§ Task brief: Please put each line of the data, from the line that contains "the jeep door" through the line that contains "x=338, y=119", into a Markdown table with the columns Row and Line. Number each row and leave out any blank lines.

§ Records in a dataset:
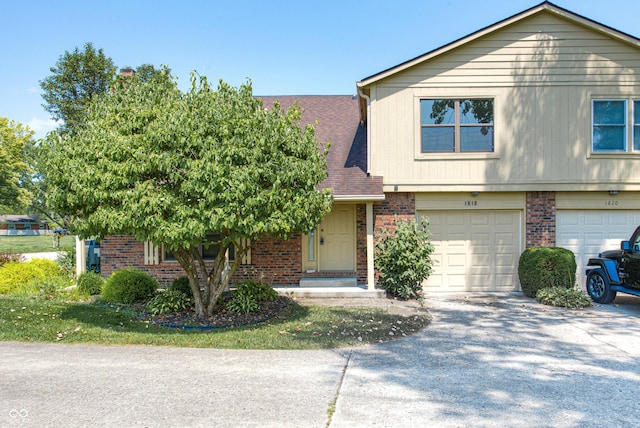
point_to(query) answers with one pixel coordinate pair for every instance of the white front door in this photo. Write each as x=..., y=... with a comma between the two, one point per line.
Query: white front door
x=337, y=239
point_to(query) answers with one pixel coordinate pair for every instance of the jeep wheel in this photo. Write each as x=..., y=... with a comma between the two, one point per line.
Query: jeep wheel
x=599, y=288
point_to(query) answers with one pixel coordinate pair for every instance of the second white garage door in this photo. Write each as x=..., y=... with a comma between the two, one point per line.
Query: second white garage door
x=475, y=250
x=588, y=232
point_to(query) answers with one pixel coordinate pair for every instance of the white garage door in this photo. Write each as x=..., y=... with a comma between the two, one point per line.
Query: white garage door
x=588, y=232
x=474, y=250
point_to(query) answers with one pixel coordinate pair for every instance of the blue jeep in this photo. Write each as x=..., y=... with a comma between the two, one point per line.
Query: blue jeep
x=615, y=270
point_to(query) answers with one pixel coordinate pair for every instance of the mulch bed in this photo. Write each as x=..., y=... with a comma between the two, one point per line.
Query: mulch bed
x=221, y=317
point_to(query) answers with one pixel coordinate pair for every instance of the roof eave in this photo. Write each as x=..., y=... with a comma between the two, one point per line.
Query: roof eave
x=545, y=6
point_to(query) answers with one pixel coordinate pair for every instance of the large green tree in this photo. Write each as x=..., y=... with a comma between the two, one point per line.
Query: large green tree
x=174, y=167
x=76, y=78
x=15, y=142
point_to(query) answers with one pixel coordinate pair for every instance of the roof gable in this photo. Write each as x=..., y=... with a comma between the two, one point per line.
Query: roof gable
x=545, y=7
x=335, y=120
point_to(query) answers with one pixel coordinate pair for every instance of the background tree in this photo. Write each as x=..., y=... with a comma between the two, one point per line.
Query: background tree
x=174, y=167
x=77, y=77
x=15, y=141
x=146, y=72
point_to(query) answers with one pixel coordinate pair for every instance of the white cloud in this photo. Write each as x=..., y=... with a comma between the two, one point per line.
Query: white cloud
x=42, y=126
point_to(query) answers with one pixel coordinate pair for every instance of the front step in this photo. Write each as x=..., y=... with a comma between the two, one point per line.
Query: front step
x=330, y=292
x=328, y=282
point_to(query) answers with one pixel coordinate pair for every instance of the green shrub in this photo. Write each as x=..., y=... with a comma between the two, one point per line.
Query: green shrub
x=182, y=284
x=543, y=267
x=23, y=278
x=404, y=258
x=90, y=283
x=168, y=302
x=8, y=258
x=563, y=297
x=67, y=262
x=53, y=287
x=128, y=286
x=246, y=298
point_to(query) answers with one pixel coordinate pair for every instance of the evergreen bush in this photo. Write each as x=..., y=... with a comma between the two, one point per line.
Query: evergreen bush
x=90, y=283
x=168, y=302
x=128, y=286
x=182, y=284
x=543, y=267
x=404, y=258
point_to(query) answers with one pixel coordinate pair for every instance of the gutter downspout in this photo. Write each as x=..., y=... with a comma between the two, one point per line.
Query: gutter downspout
x=368, y=99
x=371, y=273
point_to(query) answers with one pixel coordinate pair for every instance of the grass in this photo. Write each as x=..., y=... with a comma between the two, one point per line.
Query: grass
x=34, y=244
x=29, y=319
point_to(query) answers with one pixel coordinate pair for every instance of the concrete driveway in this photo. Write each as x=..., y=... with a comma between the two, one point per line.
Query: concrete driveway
x=485, y=361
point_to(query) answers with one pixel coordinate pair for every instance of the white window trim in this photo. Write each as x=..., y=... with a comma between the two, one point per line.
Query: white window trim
x=425, y=156
x=629, y=152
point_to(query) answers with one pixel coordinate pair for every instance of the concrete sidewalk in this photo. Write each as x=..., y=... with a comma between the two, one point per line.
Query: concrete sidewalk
x=501, y=362
x=485, y=361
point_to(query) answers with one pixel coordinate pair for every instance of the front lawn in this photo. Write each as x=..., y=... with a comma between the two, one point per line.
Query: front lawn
x=31, y=319
x=34, y=244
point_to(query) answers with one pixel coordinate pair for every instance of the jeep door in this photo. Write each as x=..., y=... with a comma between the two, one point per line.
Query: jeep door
x=631, y=262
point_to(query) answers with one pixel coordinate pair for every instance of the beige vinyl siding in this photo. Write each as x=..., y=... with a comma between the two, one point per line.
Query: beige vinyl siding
x=542, y=74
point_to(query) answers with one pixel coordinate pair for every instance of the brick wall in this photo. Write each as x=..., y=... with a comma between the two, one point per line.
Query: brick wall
x=541, y=219
x=275, y=261
x=395, y=206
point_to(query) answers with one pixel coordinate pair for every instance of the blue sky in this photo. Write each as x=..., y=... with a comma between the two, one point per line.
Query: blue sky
x=319, y=47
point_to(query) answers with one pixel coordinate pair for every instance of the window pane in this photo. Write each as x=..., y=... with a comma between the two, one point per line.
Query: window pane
x=476, y=111
x=438, y=139
x=436, y=112
x=608, y=113
x=476, y=139
x=608, y=138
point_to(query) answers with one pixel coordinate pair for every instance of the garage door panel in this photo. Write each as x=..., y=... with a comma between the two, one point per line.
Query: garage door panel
x=506, y=260
x=588, y=232
x=480, y=250
x=456, y=260
x=480, y=220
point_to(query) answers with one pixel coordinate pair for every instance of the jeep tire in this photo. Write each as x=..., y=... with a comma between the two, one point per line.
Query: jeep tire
x=599, y=287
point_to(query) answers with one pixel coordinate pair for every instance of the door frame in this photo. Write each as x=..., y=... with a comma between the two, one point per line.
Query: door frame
x=311, y=244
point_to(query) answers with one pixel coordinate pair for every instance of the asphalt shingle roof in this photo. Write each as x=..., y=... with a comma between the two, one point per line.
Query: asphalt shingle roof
x=338, y=119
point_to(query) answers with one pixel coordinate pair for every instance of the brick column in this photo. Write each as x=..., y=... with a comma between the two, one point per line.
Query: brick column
x=541, y=219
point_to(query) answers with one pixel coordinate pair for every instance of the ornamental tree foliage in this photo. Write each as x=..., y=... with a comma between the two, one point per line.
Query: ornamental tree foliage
x=172, y=167
x=77, y=77
x=15, y=141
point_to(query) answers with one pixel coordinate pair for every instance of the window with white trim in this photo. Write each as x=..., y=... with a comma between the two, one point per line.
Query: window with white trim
x=610, y=132
x=456, y=125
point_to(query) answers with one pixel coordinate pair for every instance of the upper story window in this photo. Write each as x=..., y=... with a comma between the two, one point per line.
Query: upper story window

§ In response:
| Row | Line |
|---|---|
| 1 | point_to(query) answers with one pixel coordinate pair for every instance of the jeep door in this photo. Write each as x=..., y=... with a comma between the two, one point per line. |
| 2 | Query: jeep door |
| 3 | x=631, y=262 |
| 4 | point_to(query) answers with one pixel coordinate pair for every instance of the beige vinyl siding in this photo. Write each as x=..., y=... with a comma between the two, one point per line. |
| 5 | Query: beige vinyl siding |
| 6 | x=542, y=74 |
| 7 | point_to(query) answers with one pixel coordinate pair for every instance of the brick wall in this photo. Write each as x=..., y=... with a comma between the two, one point per line. |
| 8 | Query: brick wall |
| 9 | x=541, y=219 |
| 10 | x=275, y=261 |
| 11 | x=395, y=206 |
| 12 | point_to(query) answers with one pixel coordinate pair for every instance of the blue sky in this photo. Write each as x=..., y=... with a comma between the two, one point per line. |
| 13 | Query: blue sky |
| 14 | x=319, y=47 |
| 15 | point_to(query) answers with one pixel coordinate pair for every instance of the window pane in this photo. Write each as x=..., y=... with a comma between the two, one point per line. |
| 16 | Query: window pane |
| 17 | x=476, y=111 |
| 18 | x=438, y=139 |
| 19 | x=436, y=112 |
| 20 | x=608, y=113 |
| 21 | x=476, y=139 |
| 22 | x=608, y=138 |
| 23 | point_to(query) answers with one pixel coordinate pair for every instance of the garage door panel in this photo. Write each as x=..., y=... with a comma between the two, one point per line. |
| 24 | Query: garage door panel |
| 25 | x=506, y=260 |
| 26 | x=588, y=232 |
| 27 | x=480, y=250 |
| 28 | x=456, y=260 |
| 29 | x=480, y=220 |
| 30 | point_to(query) answers with one pixel coordinate pair for every instance of the jeep tire in this photo. Write each as x=..., y=... with a comma between the two, one point per line. |
| 31 | Query: jeep tire |
| 32 | x=599, y=287 |
| 33 | point_to(query) answers with one pixel coordinate pair for every instance of the door frame in this photo. Write each as x=..., y=... with a comma between the two, one point per line. |
| 34 | Query: door frame |
| 35 | x=311, y=244 |
| 36 | point_to(query) answers with one pixel coordinate pair for every instance of the asphalt shingle roof in this photo. Write each as x=..., y=... with a comma between the two, one point per line. |
| 37 | Query: asphalt shingle roof |
| 38 | x=338, y=119 |